:: SOURCE TEXT ::
Studio album by Edie Brickell
- Released: January 11, 2011
- Recorded: 2003–10
- Genre: Folk rock
- Length: 42:45
- Label: RacecarLOTTA Records
- Producer: Charlie Sexton

Edie Brickell chronology
| Volcano (2003) | Edie Brickell (2011) |  |

= Edie Brickell (album) =

Edie Brickell is the third solo album by American singer-songwriter Edie Brickell, released in January 2011, in the same month that she released another album with her new band, The Gaddabouts.

:: COLLECTED DATA ::

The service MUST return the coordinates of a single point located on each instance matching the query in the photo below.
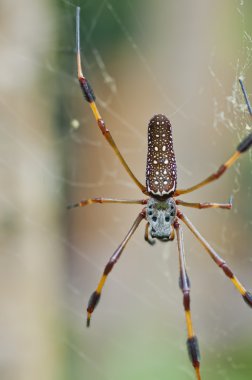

:: TO DO ::
1. Who is listed as the producer in the album text about Edie Brickell's self-titled record?
2. Write the next part of the text on the Edie Brickell album, picking up after its last sentence.

:: EXPECTED RESULTS ::
1. Charlie Sexton

2.
Professional ratings
Review scores
| Source | Rating |
| AllMusic |  |

== Development ==
Brickell started work on the album during her 2003 tour supporting Volcano. According to Brickell, "The first three songs for the solo album were recorded on a day off during the tour. They were all new songs and I wanted to record them while they were fresh and we were feeling them. Too many times I had waited months, even years to record a song and by that time, the feeling was gone and the song came out like a memory instead of an experience. So, any time I got a batch of five or six songs, I’d get together with the band and record them while they were new. I wanted to make a record where every song communicated a strong and true energy."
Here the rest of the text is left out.